# [Assignment]
From the entries, return every line where the string "beige" shows up.

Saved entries
────

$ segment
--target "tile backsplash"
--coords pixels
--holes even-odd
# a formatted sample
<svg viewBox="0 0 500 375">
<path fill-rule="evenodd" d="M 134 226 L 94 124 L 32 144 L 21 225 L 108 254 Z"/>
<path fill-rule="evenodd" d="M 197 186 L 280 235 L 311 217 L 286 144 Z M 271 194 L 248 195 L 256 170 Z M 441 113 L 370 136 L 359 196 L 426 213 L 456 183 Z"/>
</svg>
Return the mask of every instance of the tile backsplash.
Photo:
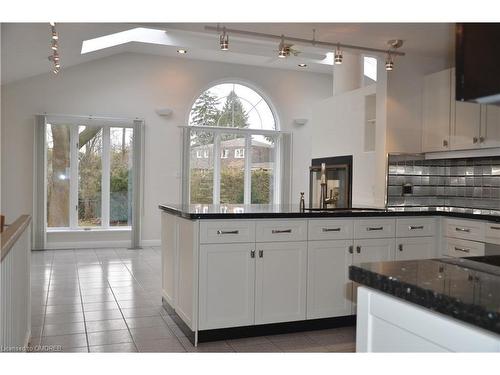
<svg viewBox="0 0 500 375">
<path fill-rule="evenodd" d="M 500 210 L 500 156 L 432 159 L 389 155 L 388 207 Z"/>
</svg>

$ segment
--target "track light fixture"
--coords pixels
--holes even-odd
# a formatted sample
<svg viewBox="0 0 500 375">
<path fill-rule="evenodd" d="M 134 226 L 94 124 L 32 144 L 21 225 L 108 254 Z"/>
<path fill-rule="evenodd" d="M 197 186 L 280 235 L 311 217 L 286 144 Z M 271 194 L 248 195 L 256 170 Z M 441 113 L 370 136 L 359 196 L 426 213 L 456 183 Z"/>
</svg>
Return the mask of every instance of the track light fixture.
<svg viewBox="0 0 500 375">
<path fill-rule="evenodd" d="M 397 54 L 396 50 L 403 45 L 401 39 L 391 39 L 387 42 L 389 49 L 385 57 L 385 70 L 390 72 L 394 70 L 394 56 Z"/>
<path fill-rule="evenodd" d="M 342 54 L 342 50 L 340 49 L 340 45 L 337 44 L 337 48 L 335 48 L 335 54 L 333 58 L 333 63 L 335 65 L 340 65 L 342 64 L 342 59 L 344 58 Z"/>
<path fill-rule="evenodd" d="M 58 74 L 61 68 L 61 62 L 59 58 L 59 35 L 57 34 L 56 24 L 54 22 L 50 22 L 50 49 L 52 54 L 49 55 L 48 59 L 54 65 L 52 72 L 54 74 Z"/>
<path fill-rule="evenodd" d="M 288 51 L 287 51 L 287 47 L 285 44 L 285 36 L 281 35 L 281 41 L 280 41 L 280 44 L 278 46 L 278 57 L 280 59 L 284 59 L 287 56 L 288 56 Z"/>
<path fill-rule="evenodd" d="M 222 28 L 222 34 L 219 37 L 220 49 L 222 51 L 229 50 L 229 35 L 226 33 L 226 28 Z"/>
</svg>

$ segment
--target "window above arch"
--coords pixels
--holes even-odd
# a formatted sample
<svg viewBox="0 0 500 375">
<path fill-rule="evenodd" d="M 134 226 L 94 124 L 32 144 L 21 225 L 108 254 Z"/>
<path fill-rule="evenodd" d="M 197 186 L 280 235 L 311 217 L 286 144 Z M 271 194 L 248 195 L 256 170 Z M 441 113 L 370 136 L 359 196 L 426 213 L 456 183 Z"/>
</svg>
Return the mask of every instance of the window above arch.
<svg viewBox="0 0 500 375">
<path fill-rule="evenodd" d="M 269 103 L 239 83 L 221 83 L 204 91 L 191 108 L 189 125 L 278 130 Z"/>
</svg>

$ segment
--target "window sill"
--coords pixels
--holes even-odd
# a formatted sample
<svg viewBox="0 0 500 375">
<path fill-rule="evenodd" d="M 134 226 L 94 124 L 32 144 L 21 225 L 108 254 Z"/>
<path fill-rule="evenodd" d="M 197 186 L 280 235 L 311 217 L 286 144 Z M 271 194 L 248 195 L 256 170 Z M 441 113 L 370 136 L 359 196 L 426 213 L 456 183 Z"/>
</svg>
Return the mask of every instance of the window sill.
<svg viewBox="0 0 500 375">
<path fill-rule="evenodd" d="M 47 233 L 95 233 L 95 232 L 130 232 L 130 231 L 132 231 L 132 227 L 90 228 L 90 229 L 47 228 Z"/>
</svg>

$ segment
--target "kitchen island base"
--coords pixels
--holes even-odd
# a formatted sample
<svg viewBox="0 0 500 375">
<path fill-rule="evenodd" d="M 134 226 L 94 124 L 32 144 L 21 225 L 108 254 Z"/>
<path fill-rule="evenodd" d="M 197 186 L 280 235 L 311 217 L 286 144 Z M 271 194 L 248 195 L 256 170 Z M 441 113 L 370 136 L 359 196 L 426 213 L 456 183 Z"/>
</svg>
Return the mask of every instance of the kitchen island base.
<svg viewBox="0 0 500 375">
<path fill-rule="evenodd" d="M 365 286 L 357 312 L 357 352 L 500 352 L 500 335 Z"/>
</svg>

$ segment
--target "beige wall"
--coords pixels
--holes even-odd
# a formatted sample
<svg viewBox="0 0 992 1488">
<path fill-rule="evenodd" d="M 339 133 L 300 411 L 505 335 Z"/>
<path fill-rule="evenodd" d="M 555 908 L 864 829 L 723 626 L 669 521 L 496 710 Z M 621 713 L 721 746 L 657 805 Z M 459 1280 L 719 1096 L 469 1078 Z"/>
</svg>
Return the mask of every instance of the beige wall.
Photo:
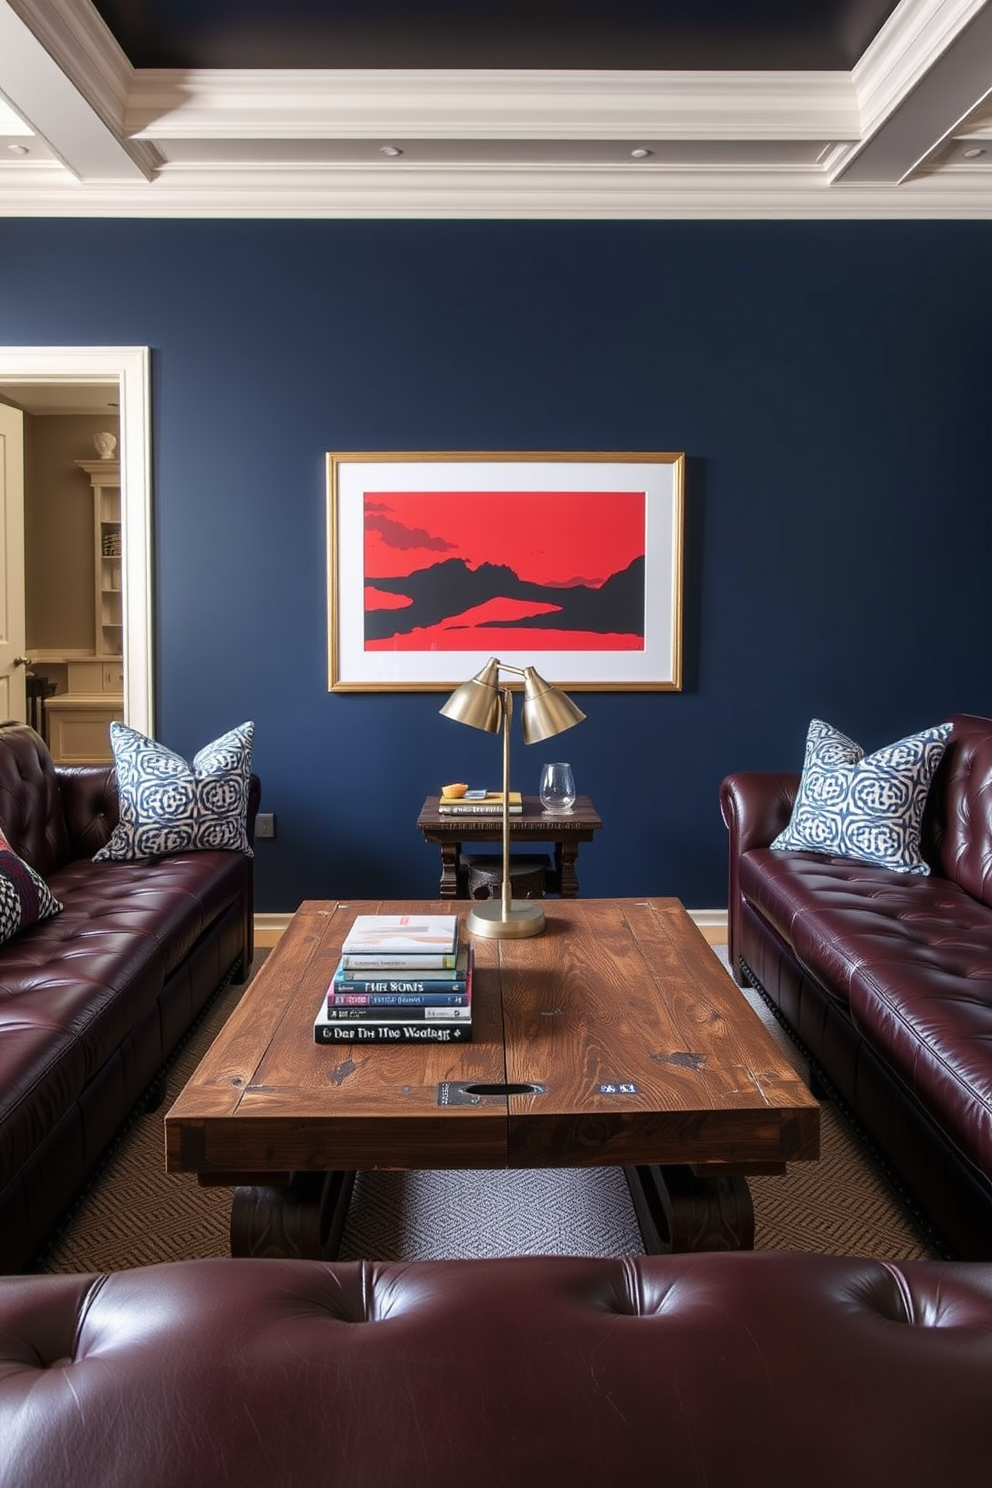
<svg viewBox="0 0 992 1488">
<path fill-rule="evenodd" d="M 119 437 L 106 414 L 24 415 L 24 567 L 27 644 L 36 651 L 92 651 L 93 492 L 76 460 L 93 460 L 93 436 Z"/>
</svg>

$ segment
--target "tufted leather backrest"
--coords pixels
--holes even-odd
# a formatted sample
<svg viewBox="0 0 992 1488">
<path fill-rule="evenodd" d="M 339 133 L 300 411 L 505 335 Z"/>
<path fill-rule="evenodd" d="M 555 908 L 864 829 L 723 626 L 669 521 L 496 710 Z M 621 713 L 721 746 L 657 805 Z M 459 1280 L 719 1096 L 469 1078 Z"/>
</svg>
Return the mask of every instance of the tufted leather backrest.
<svg viewBox="0 0 992 1488">
<path fill-rule="evenodd" d="M 70 858 L 91 858 L 106 847 L 120 816 L 113 765 L 58 765 Z"/>
<path fill-rule="evenodd" d="M 986 1488 L 992 1266 L 786 1251 L 0 1278 L 3 1488 Z"/>
<path fill-rule="evenodd" d="M 992 905 L 992 718 L 954 713 L 923 816 L 923 855 L 935 872 Z"/>
<path fill-rule="evenodd" d="M 26 723 L 0 723 L 0 827 L 42 878 L 69 856 L 55 764 L 44 739 Z"/>
</svg>

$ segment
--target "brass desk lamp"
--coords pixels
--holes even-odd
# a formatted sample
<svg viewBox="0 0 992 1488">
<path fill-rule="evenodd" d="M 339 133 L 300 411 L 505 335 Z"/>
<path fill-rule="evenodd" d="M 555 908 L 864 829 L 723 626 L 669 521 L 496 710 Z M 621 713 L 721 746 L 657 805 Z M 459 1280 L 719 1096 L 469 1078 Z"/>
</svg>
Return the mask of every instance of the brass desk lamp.
<svg viewBox="0 0 992 1488">
<path fill-rule="evenodd" d="M 520 710 L 524 743 L 538 744 L 553 739 L 566 729 L 581 723 L 585 714 L 571 698 L 552 687 L 533 667 L 510 666 L 495 656 L 476 676 L 455 689 L 441 712 L 456 723 L 482 729 L 487 734 L 503 734 L 503 883 L 499 900 L 473 907 L 468 916 L 468 929 L 490 939 L 522 939 L 540 935 L 545 926 L 544 910 L 539 900 L 514 901 L 510 886 L 510 719 L 513 716 L 513 693 L 508 683 L 500 680 L 501 672 L 512 672 L 524 679 L 524 701 Z"/>
</svg>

────

# [Exercise solution]
--target "beige wall"
Return the mask of every instance of the beige wall.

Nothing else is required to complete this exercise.